From the entries, filter out every line that lacks "post" and copy the rest.

--- Study material ---
--

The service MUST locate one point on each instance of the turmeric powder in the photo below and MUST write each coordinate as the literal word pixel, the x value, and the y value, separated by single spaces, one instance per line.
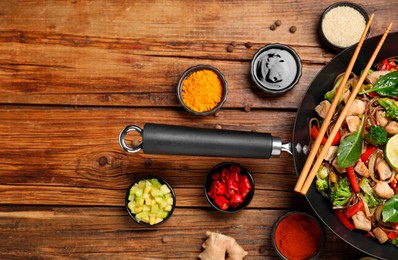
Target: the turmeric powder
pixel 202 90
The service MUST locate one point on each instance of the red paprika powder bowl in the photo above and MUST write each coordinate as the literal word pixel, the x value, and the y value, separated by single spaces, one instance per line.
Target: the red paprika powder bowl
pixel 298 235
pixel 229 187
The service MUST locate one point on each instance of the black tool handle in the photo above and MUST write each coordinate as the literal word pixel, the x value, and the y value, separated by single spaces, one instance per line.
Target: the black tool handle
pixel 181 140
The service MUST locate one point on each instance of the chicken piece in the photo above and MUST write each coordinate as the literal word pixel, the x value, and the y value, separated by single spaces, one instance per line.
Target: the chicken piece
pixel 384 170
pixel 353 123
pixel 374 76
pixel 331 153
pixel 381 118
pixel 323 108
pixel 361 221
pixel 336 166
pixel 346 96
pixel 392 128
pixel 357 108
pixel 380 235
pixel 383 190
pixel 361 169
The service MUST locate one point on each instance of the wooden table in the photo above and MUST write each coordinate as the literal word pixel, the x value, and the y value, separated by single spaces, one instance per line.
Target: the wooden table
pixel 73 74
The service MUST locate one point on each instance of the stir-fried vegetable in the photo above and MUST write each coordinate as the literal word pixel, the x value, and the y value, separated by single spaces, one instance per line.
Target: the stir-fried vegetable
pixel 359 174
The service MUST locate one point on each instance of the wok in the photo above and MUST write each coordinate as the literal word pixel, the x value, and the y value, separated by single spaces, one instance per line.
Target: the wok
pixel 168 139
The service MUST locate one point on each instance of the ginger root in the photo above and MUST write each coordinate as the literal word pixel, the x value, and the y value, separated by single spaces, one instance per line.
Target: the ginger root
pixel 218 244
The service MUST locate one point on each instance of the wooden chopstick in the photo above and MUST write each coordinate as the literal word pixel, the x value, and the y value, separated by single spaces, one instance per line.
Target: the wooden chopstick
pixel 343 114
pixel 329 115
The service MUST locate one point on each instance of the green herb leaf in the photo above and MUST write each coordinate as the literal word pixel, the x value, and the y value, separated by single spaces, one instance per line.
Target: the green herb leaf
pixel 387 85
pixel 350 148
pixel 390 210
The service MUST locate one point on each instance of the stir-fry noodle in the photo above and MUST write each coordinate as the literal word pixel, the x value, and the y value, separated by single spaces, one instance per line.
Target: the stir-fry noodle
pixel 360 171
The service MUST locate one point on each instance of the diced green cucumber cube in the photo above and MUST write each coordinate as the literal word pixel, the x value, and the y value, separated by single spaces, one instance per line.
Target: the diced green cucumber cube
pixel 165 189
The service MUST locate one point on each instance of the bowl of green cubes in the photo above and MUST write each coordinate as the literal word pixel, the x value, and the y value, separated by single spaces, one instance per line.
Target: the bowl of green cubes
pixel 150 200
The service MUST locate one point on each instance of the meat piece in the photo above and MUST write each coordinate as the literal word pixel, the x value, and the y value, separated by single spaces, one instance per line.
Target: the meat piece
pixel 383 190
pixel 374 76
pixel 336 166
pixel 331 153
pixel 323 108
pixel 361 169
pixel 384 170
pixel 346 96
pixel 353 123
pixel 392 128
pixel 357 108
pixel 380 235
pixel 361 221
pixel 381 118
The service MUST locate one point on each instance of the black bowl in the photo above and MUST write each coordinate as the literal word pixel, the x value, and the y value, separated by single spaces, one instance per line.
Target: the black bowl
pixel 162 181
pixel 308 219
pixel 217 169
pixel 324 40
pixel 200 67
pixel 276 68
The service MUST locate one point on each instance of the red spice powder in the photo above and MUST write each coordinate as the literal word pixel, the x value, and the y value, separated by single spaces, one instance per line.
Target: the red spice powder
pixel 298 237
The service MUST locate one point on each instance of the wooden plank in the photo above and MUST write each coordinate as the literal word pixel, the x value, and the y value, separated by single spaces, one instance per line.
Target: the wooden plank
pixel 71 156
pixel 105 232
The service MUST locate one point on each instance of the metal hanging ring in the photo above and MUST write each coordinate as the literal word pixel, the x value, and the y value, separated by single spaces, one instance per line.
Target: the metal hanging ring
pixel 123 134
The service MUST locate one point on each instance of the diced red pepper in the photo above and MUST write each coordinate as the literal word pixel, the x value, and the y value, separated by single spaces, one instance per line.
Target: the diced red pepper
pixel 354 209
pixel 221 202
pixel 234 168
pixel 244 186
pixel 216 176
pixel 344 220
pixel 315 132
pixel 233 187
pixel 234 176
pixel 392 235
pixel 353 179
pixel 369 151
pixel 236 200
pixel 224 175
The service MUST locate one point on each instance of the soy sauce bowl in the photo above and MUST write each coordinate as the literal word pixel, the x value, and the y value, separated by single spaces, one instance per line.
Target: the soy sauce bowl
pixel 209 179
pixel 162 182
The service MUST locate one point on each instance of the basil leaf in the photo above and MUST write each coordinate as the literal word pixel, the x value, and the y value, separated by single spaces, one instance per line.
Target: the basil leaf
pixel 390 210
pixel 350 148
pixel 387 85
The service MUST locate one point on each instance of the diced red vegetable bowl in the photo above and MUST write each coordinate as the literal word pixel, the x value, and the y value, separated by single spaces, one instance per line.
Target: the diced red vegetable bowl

--

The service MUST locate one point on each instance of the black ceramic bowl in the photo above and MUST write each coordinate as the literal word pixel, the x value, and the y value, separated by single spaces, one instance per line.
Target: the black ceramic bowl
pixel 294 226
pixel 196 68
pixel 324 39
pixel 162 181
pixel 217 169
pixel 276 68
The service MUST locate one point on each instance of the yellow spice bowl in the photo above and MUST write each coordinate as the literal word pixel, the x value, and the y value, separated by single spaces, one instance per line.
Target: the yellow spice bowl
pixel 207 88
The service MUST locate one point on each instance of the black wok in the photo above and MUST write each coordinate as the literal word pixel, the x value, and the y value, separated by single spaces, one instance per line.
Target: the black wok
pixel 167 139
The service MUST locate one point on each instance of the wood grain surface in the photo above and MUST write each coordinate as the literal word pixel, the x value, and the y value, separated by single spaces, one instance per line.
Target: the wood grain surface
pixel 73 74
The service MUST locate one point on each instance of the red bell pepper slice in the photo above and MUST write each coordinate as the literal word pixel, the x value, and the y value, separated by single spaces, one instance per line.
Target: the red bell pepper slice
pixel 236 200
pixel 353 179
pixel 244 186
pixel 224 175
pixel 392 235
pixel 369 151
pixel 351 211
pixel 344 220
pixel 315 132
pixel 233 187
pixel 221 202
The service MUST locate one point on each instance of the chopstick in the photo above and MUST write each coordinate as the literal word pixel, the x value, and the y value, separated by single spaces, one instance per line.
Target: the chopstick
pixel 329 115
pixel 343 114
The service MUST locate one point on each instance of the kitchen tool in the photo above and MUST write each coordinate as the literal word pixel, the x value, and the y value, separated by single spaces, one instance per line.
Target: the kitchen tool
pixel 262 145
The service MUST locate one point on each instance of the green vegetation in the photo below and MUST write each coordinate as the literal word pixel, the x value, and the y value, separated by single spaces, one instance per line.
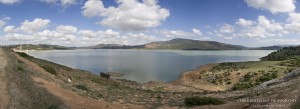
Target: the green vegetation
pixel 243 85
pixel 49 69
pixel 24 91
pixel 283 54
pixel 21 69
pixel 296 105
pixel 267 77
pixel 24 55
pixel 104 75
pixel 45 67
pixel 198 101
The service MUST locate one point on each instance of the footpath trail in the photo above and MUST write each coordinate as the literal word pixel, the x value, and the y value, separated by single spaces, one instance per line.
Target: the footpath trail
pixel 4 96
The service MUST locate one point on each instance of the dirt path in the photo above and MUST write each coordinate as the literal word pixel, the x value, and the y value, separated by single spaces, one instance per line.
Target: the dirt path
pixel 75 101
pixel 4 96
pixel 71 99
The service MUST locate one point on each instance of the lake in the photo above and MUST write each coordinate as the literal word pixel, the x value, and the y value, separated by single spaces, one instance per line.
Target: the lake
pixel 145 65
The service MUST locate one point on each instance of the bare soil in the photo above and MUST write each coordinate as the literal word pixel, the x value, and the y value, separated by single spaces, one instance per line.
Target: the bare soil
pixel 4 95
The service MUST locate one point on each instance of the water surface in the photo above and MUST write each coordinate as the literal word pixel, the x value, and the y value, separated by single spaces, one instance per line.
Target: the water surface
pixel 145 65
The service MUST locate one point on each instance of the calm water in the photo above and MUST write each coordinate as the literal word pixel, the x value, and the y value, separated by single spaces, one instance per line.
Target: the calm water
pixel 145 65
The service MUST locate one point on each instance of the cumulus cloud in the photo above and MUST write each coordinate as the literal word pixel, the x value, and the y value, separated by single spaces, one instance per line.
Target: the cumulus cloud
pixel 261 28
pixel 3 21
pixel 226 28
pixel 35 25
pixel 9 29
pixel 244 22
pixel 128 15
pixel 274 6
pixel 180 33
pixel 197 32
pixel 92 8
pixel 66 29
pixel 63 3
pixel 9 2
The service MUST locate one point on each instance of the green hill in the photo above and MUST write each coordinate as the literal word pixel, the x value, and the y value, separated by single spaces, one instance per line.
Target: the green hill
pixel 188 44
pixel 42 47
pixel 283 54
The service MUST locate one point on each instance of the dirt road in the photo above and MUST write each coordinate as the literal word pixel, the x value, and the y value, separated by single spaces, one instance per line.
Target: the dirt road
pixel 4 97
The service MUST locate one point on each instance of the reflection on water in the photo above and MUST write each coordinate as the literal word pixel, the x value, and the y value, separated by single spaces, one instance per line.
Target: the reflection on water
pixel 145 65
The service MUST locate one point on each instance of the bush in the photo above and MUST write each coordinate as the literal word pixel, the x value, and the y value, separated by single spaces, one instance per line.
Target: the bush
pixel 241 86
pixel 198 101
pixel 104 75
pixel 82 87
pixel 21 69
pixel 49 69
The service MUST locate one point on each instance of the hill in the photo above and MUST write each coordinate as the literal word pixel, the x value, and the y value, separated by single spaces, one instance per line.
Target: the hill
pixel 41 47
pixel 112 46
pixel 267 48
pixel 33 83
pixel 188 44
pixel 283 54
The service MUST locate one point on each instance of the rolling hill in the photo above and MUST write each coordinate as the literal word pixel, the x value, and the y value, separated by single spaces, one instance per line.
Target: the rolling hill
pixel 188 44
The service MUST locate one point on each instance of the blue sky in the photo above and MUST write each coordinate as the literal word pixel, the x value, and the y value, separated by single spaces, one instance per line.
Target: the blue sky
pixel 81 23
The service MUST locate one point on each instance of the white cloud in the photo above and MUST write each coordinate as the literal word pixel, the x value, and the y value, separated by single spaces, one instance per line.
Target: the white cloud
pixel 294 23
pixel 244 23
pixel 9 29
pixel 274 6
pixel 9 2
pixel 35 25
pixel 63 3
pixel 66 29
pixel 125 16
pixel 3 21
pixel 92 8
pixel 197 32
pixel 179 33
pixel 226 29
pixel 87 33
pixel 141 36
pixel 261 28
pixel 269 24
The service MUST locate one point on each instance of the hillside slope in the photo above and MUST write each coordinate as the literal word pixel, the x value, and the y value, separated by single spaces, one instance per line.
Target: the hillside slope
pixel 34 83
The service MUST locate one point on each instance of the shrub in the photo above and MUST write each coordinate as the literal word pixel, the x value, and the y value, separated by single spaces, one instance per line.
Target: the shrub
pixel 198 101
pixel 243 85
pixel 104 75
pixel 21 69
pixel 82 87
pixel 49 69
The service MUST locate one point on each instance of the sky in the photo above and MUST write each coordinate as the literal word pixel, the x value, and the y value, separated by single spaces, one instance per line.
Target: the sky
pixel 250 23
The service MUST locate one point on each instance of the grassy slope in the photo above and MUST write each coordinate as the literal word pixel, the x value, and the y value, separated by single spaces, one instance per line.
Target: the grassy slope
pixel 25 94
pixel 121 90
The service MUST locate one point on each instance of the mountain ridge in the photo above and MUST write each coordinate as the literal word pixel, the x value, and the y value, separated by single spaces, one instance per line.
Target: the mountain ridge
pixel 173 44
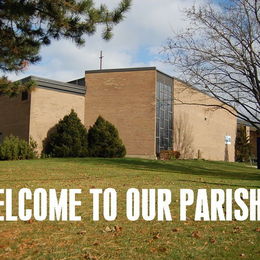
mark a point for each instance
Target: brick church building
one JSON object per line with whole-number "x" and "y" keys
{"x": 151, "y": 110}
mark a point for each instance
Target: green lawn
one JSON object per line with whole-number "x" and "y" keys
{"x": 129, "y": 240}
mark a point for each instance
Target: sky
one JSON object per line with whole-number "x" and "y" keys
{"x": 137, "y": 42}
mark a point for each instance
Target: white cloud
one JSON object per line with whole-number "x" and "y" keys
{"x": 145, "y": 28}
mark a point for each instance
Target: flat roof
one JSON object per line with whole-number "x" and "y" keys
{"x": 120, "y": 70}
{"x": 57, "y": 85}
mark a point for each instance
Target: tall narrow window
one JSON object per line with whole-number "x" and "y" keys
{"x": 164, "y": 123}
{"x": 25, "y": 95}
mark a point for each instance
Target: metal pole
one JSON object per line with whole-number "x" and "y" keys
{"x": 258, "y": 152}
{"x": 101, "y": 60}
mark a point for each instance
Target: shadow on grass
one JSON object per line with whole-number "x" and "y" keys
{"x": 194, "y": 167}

--

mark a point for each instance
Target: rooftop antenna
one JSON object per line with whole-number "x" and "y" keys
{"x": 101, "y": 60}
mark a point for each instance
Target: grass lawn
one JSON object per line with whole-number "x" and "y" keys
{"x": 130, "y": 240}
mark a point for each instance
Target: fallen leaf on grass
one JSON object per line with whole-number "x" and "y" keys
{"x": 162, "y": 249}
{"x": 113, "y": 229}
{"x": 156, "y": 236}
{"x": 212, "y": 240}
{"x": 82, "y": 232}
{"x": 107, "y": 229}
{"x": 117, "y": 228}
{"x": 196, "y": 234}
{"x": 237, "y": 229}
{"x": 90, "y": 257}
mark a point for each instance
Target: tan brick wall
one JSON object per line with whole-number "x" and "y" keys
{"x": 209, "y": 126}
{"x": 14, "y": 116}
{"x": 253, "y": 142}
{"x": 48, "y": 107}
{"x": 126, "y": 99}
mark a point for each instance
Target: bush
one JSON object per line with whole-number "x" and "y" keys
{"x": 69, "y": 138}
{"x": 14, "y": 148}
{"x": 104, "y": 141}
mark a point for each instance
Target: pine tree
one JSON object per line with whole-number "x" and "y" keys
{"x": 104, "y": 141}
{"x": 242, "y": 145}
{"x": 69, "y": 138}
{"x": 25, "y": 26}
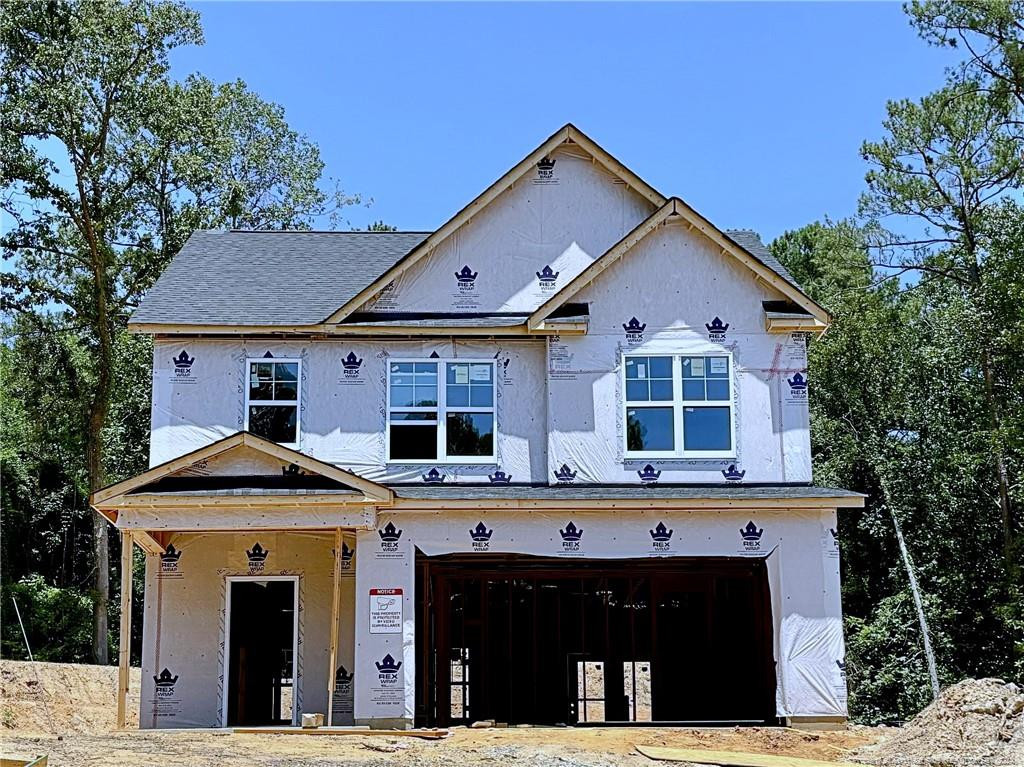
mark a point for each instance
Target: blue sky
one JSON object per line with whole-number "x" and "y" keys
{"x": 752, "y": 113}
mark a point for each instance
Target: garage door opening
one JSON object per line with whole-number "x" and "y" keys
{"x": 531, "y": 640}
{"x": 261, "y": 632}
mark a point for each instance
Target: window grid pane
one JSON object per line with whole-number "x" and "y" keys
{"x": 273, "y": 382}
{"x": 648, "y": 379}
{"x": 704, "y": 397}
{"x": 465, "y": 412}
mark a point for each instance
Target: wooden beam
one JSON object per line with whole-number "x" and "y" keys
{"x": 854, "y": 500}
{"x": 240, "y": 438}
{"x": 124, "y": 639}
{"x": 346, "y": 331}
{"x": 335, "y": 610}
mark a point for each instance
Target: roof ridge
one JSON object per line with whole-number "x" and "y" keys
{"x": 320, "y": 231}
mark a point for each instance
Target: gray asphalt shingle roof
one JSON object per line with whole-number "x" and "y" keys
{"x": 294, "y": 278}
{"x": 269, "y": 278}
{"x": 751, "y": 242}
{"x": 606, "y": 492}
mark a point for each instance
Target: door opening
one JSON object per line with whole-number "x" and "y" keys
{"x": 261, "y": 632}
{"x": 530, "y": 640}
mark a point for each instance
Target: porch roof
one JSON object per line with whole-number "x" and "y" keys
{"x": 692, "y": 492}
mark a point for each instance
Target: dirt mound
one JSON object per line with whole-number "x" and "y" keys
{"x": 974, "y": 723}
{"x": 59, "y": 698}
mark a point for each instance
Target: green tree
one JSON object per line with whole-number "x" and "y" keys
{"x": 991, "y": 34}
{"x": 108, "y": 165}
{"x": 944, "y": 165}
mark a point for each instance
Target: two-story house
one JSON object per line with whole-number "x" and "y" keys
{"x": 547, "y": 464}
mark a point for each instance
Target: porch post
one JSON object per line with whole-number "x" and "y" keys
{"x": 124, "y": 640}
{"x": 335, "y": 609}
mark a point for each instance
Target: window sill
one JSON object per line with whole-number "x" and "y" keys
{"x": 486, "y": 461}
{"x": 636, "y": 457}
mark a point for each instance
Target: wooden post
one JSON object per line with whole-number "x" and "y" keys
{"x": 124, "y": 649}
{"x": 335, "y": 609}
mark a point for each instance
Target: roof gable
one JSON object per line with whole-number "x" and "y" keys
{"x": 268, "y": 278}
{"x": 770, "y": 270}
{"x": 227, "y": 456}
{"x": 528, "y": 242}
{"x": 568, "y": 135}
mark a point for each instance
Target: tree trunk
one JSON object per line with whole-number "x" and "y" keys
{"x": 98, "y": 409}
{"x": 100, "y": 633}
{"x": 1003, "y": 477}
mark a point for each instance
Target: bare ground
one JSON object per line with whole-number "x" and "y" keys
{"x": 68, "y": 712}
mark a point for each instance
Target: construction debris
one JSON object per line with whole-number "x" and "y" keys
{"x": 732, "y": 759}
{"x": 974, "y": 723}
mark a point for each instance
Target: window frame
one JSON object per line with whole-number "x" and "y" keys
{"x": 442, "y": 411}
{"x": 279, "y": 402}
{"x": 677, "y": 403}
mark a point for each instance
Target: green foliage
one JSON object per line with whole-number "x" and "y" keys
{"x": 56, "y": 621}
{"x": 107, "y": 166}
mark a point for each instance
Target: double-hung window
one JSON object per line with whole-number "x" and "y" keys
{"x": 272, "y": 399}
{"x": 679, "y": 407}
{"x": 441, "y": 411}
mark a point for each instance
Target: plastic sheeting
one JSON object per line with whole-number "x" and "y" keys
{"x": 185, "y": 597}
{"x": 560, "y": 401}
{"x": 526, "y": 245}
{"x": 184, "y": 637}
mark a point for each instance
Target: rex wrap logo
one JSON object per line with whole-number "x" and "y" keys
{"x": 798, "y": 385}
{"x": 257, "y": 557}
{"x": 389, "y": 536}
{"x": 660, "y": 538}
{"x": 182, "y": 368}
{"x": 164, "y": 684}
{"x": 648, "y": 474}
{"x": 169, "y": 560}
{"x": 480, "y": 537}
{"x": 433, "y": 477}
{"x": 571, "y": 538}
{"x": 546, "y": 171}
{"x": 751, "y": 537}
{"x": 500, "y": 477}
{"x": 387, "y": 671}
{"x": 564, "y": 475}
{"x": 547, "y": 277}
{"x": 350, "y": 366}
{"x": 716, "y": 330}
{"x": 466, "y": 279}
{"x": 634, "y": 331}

--

--- Solution ---
Target: porch post
Target: wooden post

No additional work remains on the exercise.